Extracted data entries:
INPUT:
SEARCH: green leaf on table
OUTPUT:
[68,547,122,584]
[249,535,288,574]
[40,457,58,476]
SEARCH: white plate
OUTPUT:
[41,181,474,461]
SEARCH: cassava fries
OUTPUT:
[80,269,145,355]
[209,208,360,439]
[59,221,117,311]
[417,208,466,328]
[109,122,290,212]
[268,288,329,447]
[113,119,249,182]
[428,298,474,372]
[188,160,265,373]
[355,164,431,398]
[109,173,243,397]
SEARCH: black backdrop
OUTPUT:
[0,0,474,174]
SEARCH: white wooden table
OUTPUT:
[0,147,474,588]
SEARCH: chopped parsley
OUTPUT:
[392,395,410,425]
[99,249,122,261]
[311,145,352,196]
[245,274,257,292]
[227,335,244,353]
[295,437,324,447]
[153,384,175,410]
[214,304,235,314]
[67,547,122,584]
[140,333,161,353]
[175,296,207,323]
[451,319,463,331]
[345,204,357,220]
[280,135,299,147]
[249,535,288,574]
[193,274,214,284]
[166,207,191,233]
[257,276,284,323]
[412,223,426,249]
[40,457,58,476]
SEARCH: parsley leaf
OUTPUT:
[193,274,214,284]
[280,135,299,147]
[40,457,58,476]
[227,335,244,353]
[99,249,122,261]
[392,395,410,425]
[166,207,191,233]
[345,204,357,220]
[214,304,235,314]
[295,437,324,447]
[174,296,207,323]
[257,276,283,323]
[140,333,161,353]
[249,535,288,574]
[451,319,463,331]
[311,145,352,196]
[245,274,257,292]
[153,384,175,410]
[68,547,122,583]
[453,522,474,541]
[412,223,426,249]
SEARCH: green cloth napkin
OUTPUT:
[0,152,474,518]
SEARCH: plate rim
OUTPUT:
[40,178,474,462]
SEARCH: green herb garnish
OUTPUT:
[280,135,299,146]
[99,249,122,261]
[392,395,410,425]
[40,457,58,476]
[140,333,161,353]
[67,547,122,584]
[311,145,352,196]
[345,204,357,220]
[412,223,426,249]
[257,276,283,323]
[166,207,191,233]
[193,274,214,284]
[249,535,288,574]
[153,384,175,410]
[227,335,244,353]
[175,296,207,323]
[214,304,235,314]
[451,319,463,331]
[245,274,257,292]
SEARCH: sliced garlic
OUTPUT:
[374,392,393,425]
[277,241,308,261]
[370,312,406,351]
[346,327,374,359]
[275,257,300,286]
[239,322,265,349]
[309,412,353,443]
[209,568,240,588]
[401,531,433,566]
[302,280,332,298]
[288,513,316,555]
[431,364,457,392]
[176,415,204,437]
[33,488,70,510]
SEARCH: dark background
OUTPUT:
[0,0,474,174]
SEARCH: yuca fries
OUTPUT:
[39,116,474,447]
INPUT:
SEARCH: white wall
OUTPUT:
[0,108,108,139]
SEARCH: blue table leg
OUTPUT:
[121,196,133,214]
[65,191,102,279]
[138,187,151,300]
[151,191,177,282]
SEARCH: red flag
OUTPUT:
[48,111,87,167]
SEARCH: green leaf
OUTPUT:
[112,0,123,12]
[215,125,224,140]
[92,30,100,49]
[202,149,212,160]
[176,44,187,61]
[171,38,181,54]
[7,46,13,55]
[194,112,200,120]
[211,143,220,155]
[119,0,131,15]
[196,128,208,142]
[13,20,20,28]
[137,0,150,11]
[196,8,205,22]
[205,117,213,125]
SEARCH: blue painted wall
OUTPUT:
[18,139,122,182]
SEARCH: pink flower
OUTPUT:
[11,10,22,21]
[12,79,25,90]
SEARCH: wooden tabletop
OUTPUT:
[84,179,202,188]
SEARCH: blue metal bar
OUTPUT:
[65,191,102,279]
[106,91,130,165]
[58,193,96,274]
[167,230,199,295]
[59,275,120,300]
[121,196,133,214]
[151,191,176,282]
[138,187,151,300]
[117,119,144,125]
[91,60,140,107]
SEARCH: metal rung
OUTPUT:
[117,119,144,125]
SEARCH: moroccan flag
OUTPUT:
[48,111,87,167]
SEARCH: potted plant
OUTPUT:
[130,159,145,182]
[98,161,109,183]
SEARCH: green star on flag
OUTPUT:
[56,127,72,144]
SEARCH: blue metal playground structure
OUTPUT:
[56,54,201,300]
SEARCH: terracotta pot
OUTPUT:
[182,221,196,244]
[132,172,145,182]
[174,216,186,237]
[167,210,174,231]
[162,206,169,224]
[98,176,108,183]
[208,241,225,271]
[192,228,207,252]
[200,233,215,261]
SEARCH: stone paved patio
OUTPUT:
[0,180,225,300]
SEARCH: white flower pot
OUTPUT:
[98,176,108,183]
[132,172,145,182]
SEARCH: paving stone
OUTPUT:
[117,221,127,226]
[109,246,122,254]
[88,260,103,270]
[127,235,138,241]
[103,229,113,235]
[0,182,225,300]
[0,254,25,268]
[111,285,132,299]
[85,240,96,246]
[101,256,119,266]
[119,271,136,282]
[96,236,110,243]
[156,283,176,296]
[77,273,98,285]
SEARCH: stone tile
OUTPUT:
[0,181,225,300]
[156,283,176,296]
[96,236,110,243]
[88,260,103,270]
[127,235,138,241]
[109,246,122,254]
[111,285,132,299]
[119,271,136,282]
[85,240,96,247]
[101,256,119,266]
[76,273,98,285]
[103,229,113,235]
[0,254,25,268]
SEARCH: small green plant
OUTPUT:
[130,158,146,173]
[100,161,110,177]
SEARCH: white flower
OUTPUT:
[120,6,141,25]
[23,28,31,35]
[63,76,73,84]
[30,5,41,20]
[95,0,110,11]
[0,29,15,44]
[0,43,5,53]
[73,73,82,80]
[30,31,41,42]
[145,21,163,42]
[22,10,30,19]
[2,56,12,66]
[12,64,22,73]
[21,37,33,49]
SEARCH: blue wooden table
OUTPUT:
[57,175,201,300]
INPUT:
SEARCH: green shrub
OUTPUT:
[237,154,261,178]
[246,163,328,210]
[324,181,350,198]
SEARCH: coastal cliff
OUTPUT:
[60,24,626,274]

DIRECTIONS: Duplicate every line of the data above without any changes.

RESULT:
INPUT:
SEARCH: green leaf on table
OUTPUT:
[68,547,122,584]
[249,535,288,574]
[40,457,58,476]
SEARCH: white plate
OUTPUT:
[41,181,474,461]
SEARCH: cassava fries
OUTPUT:
[80,269,145,355]
[209,208,360,439]
[59,221,117,311]
[417,208,466,328]
[109,122,290,212]
[268,288,329,447]
[113,119,249,182]
[428,298,474,372]
[188,160,265,373]
[355,164,431,398]
[109,173,243,397]
SEARCH: black backdrop
OUTPUT:
[0,0,474,174]
SEARCH: white wooden table
OUTPUT:
[0,147,474,588]
SEARCH: chopped parsley
OUTPUT:
[392,395,410,425]
[99,249,122,261]
[311,145,352,196]
[245,274,257,292]
[227,335,244,353]
[295,437,324,447]
[153,384,175,410]
[214,304,235,314]
[67,547,122,584]
[140,333,161,353]
[175,296,207,323]
[451,319,463,331]
[345,204,357,220]
[280,135,299,147]
[249,535,288,574]
[193,274,214,284]
[166,207,191,233]
[257,276,284,323]
[412,223,426,249]
[40,457,58,476]
SEARCH: parsley leaf
OUTPUT:
[193,274,214,284]
[280,135,299,147]
[40,457,58,476]
[227,335,244,353]
[99,249,122,261]
[392,395,410,425]
[166,207,191,233]
[345,204,357,220]
[214,304,235,314]
[295,437,324,447]
[174,296,207,323]
[257,276,283,323]
[140,333,161,353]
[249,535,288,574]
[451,319,463,331]
[311,145,352,196]
[245,274,257,292]
[153,384,175,410]
[68,547,122,583]
[453,522,474,541]
[412,223,426,249]
SEARCH: green cloth napkin
OUTPUT:
[0,152,474,518]
SEARCH: plate rim
OUTPUT:
[40,178,474,462]
SEARCH: green herb garnish
OUTPUT:
[280,135,299,146]
[99,249,122,261]
[392,395,410,425]
[40,457,58,476]
[140,333,161,353]
[67,547,122,584]
[311,145,352,196]
[345,204,357,220]
[412,223,426,249]
[257,276,283,323]
[166,207,191,233]
[193,274,214,284]
[249,535,288,574]
[153,384,175,410]
[227,335,244,353]
[175,296,207,323]
[214,304,235,314]
[451,319,463,331]
[245,274,257,292]
SEARCH: sliced garlic
OUTPUT:
[374,392,393,425]
[277,241,308,261]
[370,312,406,351]
[346,327,374,359]
[275,257,300,286]
[239,322,265,349]
[309,412,353,443]
[209,568,240,588]
[401,531,433,566]
[302,280,332,298]
[288,513,316,555]
[431,364,457,392]
[176,415,204,437]
[33,488,70,510]
SEARCH: dark background
OUTPUT:
[0,0,474,174]
SEARCH: yuca fries
OUTPUT:
[39,116,474,447]
INPUT:
SEARCH: white wall
OUTPUT:
[0,108,108,139]
SEARCH: blue table leg
OUTPUT:
[121,196,133,214]
[65,191,102,279]
[138,187,151,300]
[151,191,177,282]
SEARCH: red flag
OUTPUT:
[48,111,87,167]
SEARCH: green leaf
OUTPUT:
[112,0,123,12]
[215,125,224,140]
[92,30,100,49]
[202,149,212,160]
[176,44,187,61]
[171,38,181,54]
[7,46,13,55]
[194,112,200,120]
[211,143,220,155]
[119,0,131,15]
[196,128,208,142]
[13,20,20,28]
[137,0,150,11]
[196,8,205,22]
[205,117,213,125]
SEARCH: blue painted wall
OUTPUT:
[18,139,122,182]
SEARCH: pink flower
OUTPUT:
[11,10,22,21]
[12,79,25,90]
SEARCH: wooden tabletop
OUTPUT:
[84,179,202,188]
SEARCH: blue metal bar
OUTPUT:
[65,191,102,279]
[106,91,130,165]
[58,193,96,274]
[167,230,199,295]
[59,275,120,300]
[121,196,133,214]
[151,191,176,282]
[138,187,151,300]
[117,119,144,125]
[91,60,140,107]
SEARCH: metal rung
OUTPUT:
[117,119,144,125]
SEARCH: moroccan flag
OUTPUT:
[48,111,87,167]
SEARCH: potted plant
OUTPUT:
[130,159,145,182]
[98,161,109,183]
SEARCH: green star on flag
OUTPUT:
[56,127,72,144]
SEARCH: blue metal playground structure
OUTPUT:
[56,54,201,300]
SEARCH: terracotta pot
OUTPUT:
[182,221,196,244]
[132,172,145,182]
[174,216,186,237]
[167,210,174,231]
[162,206,169,224]
[98,176,108,183]
[208,241,225,271]
[192,228,207,252]
[200,233,215,261]
SEARCH: stone paved patio
OUTPUT:
[0,180,225,300]
SEARCH: white flower pot
OUTPUT:
[98,176,108,183]
[132,172,145,182]
SEARCH: paving stone
OUTPUT:
[117,221,127,226]
[109,246,122,254]
[88,260,103,270]
[127,235,138,241]
[103,229,113,235]
[0,182,225,300]
[0,254,25,268]
[111,285,132,299]
[85,240,96,246]
[101,256,119,266]
[119,271,136,282]
[96,236,110,243]
[156,283,176,296]
[77,273,98,285]
SEARCH: stone tile
OUTPUT:
[0,181,225,300]
[156,283,176,296]
[96,236,110,243]
[88,260,103,270]
[127,235,138,241]
[109,246,122,254]
[111,285,132,299]
[119,271,136,282]
[85,240,96,247]
[101,256,119,266]
[76,273,98,285]
[103,229,113,235]
[0,254,25,268]
SEARCH: small green plant
OUTPUT:
[130,158,146,173]
[100,161,110,177]
SEARCH: white flower
OUTPUT:
[120,6,141,25]
[23,28,31,35]
[63,76,73,84]
[30,5,41,20]
[95,0,110,11]
[0,29,15,44]
[0,43,5,53]
[73,73,82,80]
[30,31,41,42]
[145,21,163,42]
[22,10,30,19]
[2,56,12,66]
[12,64,22,73]
[21,37,33,49]
SEARCH: blue wooden table
OUTPUT:
[57,175,201,300]
INPUT:
SEARCH: green shrub
OUTPUT:
[237,154,261,178]
[246,163,328,210]
[324,181,350,198]
SEARCH: coastal cliff
OUTPUT:
[60,24,626,274]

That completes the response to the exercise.